§ **Text provided**:

● ● ●

Milestone 7: Ecosystem

LynseDB should fit into common AI application stacks.

  • Add LangChain integration.
  • Add LlamaIndex integration.
  • Add Haystack integration.
  • Add examples for OpenAI embeddings, sentence-transformers, and FastEmbed.
  • Add import tools for NumPy, Parquet, FAISS, Chroma, and Qdrant-style exports.
  • Publish reproducible benchmarks for recall, latency, memory, disk usage, and index build time.

Milestone 8: Distributed Features Later

Distributed work should wait until single-node semantics are stable.

  • Start with snapshot shipping and read replicas.
  • Add collection-level or partition-key sharding.
  • Add replication only after backup, restore, WAL, and manifest semantics are stable.
  • Add coordinator and rolling-upgrade support only when there is a clear operational story.

Immediate Coding Queue

  • [x] Fix WAL record counting for batches without metadata.
  • [x] Extend WAL segments to persist user IDs.
  • [x] Make collection recovery use persisted IDs and skip already-applied WAL rows.
  • [x] Add insert duplicate-ID validation.
  • [x] Add tests for reopen after uncommitted vector-only and custom-ID batches.
  • [x] Add tests documenting duplicate insert behavior.
  • [x] Add explicit upsert_items after insert behavior is stable.
  • [x] Add reopen tests for upserted vectors, IDs, fields, and tombstones.
  • [x] Extend crash/reopen coverage to persisted index files.
  • [x] Ensure index metadata and index files are atomically swapped.

● ● ●

§ **Given data**:
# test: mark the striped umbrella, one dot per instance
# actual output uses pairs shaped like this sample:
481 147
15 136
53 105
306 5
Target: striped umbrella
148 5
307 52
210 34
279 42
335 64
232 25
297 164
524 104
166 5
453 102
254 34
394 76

● ● ●

§ **Activity 1**: Set down, word for word, the stretch of the LynseDB roadmap from "Distributed work should" through "clear operational story.".
§ **Activity 2**: In the LynseDB roadmap, what must happen before distributed work begins?
The records come from a different source than the LynseDB roadmap.

§ **Expected output 1**:
Distributed work should wait until single-node semantics are stable.

  • Start with snapshot shipping and read replicas.
  • Add collection-level or partition-key sharding.
  • Add replication only after backup, restore, WAL, and manifest semantics are stable.
  • Add coordinator and rolling-upgrade support only when there is a clear operational story.

§ **Expected output 2**: Single-node semantics must be stable.